*Reading passage:*
▬▬▬

If a patient can’t get from your front door to the treatment table, the room doesn’t work under ADA rules.
I’d boil this article down to five checks: keep the patient route at least 36 inches wide, make sure the treatment-room door gives 32 inches of clear opening, leave 30 by 48 inches of open floor space beside the table, keep a 60-inch turning space open, and set the room so a patient can transfer to the table without carts, bins, or stools in the way.
Here’s the short version:
- Route to the room: at least 36 inches clear
- Door opening: at least 32 inches clear at 90 degrees
- Transfer space: at least 30 in × 48 in beside one long side of the table
- Turning space: 60-inch circle or 60 in × 60 in T-shape
- Daily setup: no storage in the route, doorway, transfer zone, or turning area
A lot of access problems come from movable items, not walls. In other words, a room can look fine on a floor plan and still fail in daily use if staff park equipment in the wrong spot.
| Item | ADA minimum | What I’d check first |
|---|---|---|
| Route to treatment room | 36 in | Carts, stools, racks, bins in the path |
| Door clear opening | 32 in | Actual opening with door at 90 degrees |
| Space beside table | 30 in × 48 in | Clear side-approach area for transfer |
| Turning space | 60 in | Door swing or equipment blocking the turn |
If I were reviewing a med spa room fast, I’d start with those four measurements and then check whether the setup stays clear during normal business hours.

▬▬▬

*Dataset section:*
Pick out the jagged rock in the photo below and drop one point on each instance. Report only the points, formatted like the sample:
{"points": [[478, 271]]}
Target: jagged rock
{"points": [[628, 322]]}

▬▬▬

*What the task asks:* From the text on ADA access for treatment rooms, extract the passage that opens with the words containing "If a patient" and closes with "in the way.", copying it word for word.

*Written answer:*
If a patient can’t get from your front door to the treatment table, the room doesn’t work under ADA rules.
I’d boil this article down to five checks: keep the patient route at least 36 inches wide, make sure the treatment-room door gives 32 inches of clear opening, leave 30 by 48 inches of open floor space beside the table, keep a 60-inch turning space open, and set the room so a patient can transfer to the table without carts, bins, or stools in the way.